=== REQUIREMENTS ===
Render every line of the records below as a JSON list of strings, one string per line, skipping blank lines. Leave the pictures out of the list.
^^^^
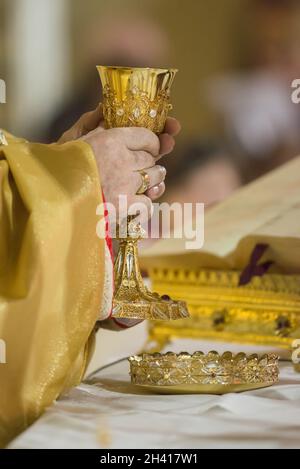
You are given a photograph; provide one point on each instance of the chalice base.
(132, 299)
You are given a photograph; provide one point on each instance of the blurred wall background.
(44, 52)
(236, 60)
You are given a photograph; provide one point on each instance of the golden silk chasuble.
(51, 274)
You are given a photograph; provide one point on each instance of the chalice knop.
(137, 97)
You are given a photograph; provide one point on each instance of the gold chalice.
(137, 97)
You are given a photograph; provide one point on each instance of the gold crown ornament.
(137, 97)
(201, 373)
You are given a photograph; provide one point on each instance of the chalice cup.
(137, 97)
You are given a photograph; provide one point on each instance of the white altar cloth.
(108, 413)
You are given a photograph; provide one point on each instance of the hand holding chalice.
(137, 97)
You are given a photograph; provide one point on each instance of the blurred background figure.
(128, 40)
(260, 121)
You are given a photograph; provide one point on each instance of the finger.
(172, 126)
(143, 160)
(156, 191)
(167, 144)
(138, 138)
(157, 174)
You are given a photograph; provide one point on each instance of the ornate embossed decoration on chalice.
(137, 97)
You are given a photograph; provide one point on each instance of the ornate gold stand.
(137, 97)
^^^^
=== IN RESPONSE ===
[
  "You are given a photograph; provide one point on each instance of the chalice base.",
  "(132, 299)",
  "You are given a photograph; provide one point on each instance of the blurred wall background.",
  "(44, 52)",
  "(236, 60)",
  "You are given a photograph; provide one point on each instance of the golden silk chasuble.",
  "(51, 274)",
  "You are given a photograph; provide one point on each instance of the chalice knop.",
  "(137, 97)",
  "You are given a photograph; provide one point on each instance of the gold chalice.",
  "(137, 97)",
  "You are given a photograph; provide one point on each instance of the gold crown ornament.",
  "(137, 97)",
  "(201, 373)",
  "You are given a photograph; provide one point on each instance of the chalice cup.",
  "(137, 97)",
  "You are given a photograph; provide one point on each instance of the white altar cloth.",
  "(108, 413)",
  "You are given a photograph; provide one point on each instance of the hand holding chalice.",
  "(137, 97)",
  "You are given a photograph; provide one point on each instance of the blurred background figure.",
  "(128, 40)",
  "(260, 121)",
  "You are given a photograph; provide one point on each instance of the finger.",
  "(172, 126)",
  "(143, 160)",
  "(156, 191)",
  "(167, 144)",
  "(138, 138)",
  "(157, 174)",
  "You are given a photograph; provide one point on each instance of the ornate embossed decoration on chalice.",
  "(137, 97)",
  "You are given a photograph; provide one point on each instance of the ornate gold stand.",
  "(137, 97)"
]